■ Written problem
Report each line of the material below that contains the word "tower", copying every such line in full.

Point annotation records:
::::::::

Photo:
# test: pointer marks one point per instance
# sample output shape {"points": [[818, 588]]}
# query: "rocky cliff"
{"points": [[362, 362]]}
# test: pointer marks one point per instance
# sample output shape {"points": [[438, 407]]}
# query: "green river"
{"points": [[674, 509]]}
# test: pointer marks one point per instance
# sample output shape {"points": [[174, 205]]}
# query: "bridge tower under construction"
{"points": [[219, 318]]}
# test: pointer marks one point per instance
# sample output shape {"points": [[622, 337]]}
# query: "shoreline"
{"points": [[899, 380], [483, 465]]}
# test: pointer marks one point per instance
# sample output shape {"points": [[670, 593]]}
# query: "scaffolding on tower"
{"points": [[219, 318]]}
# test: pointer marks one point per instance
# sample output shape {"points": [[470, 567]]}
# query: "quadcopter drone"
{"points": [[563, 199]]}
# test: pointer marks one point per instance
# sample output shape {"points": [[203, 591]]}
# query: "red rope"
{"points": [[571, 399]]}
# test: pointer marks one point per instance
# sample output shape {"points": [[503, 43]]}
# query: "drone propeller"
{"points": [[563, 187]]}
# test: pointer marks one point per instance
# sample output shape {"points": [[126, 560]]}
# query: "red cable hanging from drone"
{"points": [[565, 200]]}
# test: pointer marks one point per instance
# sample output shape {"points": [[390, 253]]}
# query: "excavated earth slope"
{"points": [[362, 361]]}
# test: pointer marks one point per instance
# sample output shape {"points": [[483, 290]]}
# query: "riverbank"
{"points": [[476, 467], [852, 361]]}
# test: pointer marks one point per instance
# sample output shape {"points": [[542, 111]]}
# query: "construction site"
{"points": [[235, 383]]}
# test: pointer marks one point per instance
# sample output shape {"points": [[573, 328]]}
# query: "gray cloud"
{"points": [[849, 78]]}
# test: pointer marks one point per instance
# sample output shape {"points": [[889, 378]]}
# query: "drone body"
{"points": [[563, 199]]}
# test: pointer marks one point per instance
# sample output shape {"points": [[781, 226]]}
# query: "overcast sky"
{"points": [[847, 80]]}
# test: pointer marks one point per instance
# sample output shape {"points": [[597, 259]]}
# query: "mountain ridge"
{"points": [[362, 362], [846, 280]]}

::::::::

■ Response for this exercise
# query: "bridge tower under construction"
# query: "scaffolding on tower"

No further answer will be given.